### THINGS TO DO
a. In the Pet Sounds review, rewrite the paragraph beginning "Pet Sounds is famously the album" as a short bulleted list that keeps its main facts.
b. According to the Pet Sounds review, how did the writer find the band's harmonies as a teenage wannabe-Punk?
c. From the Pet Sounds review, transcribe the part that opens with the words containing "Now, of course, I" and closes with "joyous and heartbreaking.".

### SUPPLIED TEXT
# # # #

Tuesday, 9 November 2010
Pet Sounds by The Beach Boys
When I was a teenage wannabe-Punk I didn't like The Beach Boys. I mean I really didn't like them. I thought the harmonies were girly, the fun-in-the-sun lyrics were too cheesy, the clothes were bloody awful, and what the Hell was Sloop John B about anyway?
Now, of course, I love The Beach Boys and I especially love Pet Sounds, the album containing - you've guessed it - Sloop John B.
Pet Sounds is famously the album where Brian Wilson took creative control of the group and steered them away from their previous surf / rock 'n' roll style towards a more symphonic, studio-based sound. And what a sound! Wilson throws in strings, Theremins, bicycle bells, clip-clop percussion, harpsichords, rasping horns and possibly a kitchen sink on a surfboard, who knows? It almost strays into the realm of the avant garde before settling for queasy-listening on a couple of strange filler instrumentals. The trademark Beach Boy vocals are present and correct and perfect, alternately joyous and heartbreaking.

# # # #

### SUPPLIED RECORDS
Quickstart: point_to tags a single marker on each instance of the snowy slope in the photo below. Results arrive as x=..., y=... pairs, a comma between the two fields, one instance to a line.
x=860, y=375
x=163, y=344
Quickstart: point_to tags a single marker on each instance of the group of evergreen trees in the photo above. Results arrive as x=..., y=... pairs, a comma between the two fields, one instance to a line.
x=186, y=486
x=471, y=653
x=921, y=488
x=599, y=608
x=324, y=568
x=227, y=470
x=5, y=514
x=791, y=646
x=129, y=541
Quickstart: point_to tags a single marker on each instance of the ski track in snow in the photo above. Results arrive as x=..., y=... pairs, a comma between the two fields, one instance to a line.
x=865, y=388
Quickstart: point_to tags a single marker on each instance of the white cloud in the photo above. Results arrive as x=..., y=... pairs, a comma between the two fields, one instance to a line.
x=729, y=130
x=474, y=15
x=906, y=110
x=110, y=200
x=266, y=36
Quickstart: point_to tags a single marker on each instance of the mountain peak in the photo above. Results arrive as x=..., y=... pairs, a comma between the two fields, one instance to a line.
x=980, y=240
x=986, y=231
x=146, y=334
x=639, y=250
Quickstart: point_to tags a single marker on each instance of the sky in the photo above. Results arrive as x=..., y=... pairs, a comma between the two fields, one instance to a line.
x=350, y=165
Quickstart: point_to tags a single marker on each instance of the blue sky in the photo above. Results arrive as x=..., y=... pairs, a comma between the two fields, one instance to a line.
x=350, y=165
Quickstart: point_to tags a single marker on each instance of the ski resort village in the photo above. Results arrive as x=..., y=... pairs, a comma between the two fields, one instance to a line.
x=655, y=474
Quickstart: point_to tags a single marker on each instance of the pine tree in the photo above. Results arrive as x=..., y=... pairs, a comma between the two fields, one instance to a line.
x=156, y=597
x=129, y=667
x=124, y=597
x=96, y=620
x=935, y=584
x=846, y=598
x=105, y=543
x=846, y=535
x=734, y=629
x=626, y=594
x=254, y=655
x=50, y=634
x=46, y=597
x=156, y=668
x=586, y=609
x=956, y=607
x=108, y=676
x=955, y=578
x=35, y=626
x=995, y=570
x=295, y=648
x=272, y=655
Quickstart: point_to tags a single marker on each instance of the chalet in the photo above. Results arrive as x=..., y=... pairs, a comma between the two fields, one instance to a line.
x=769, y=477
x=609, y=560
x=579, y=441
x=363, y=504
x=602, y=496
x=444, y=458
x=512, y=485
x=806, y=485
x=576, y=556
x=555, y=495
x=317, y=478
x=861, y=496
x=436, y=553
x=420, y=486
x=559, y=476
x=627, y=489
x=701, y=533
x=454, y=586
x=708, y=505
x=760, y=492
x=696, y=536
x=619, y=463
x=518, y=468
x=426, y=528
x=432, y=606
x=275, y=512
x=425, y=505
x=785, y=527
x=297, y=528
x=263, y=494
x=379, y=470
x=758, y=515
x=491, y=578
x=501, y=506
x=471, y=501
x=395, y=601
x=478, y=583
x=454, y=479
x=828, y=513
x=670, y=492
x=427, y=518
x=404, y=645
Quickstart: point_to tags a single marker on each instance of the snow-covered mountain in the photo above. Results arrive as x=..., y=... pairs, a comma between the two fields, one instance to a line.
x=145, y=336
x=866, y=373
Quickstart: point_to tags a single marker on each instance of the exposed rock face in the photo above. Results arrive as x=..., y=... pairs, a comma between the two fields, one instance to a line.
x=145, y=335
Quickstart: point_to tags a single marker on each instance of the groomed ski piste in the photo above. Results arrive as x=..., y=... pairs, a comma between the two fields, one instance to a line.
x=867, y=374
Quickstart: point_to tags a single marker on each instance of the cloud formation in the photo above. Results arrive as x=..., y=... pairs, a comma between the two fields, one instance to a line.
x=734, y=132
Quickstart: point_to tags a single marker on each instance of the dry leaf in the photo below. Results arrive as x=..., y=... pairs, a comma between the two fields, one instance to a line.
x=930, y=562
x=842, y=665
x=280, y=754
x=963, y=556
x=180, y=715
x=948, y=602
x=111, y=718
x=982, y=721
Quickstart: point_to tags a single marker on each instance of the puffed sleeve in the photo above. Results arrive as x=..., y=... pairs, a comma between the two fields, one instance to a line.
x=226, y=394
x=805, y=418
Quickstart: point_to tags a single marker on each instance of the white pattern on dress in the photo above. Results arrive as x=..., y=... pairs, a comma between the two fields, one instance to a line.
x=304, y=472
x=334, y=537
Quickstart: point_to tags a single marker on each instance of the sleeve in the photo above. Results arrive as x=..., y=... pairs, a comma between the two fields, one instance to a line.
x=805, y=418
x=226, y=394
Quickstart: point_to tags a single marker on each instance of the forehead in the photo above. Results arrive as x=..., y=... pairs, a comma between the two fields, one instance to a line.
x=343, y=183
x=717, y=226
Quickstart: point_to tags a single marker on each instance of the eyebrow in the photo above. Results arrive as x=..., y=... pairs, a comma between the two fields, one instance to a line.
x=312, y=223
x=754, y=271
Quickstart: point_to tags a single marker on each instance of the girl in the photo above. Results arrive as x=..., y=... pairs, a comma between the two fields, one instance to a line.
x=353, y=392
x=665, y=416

# # # #

### EXPECTED ANSWERS
a.
- On Pet Sounds, Brian Wilson took creative control of the group.
- He moved them away from their earlier surf / rock 'n' roll style toward a more symphonic, studio-based sound.
- The instruments include strings, Theremins, bicycle bells, clip-clop percussion, harpsichords and rasping horns.
- The album nearly becomes avant garde but settles into queasy-listening on a couple of strange filler instrumentals.
- The trademark Beach Boys vocals are present and perfect, by turns joyous and heartbreaking.

b. The writer thought the harmonies were girly.

c.
Now, of course, I love The Beach Boys and I especially love Pet Sounds, the album containing - you've guessed it - Sloop John B.
Pet Sounds is famously the album where Brian Wilson took creative control of the group and steered them away from their previous surf / rock 'n' roll style towards a more symphonic, studio-based sound. And what a sound! Wilson throws in strings, Theremins, bicycle bells, clip-clop percussion, harpsichords, rasping horns and possibly a kitchen sink on a surfboard, who knows? It almost strays into the realm of the avant garde before settling for queasy-listening on a couple of strange filler instrumentals. The trademark Beach Boy vocals are present and correct and perfect, alternately joyous and heartbreaking.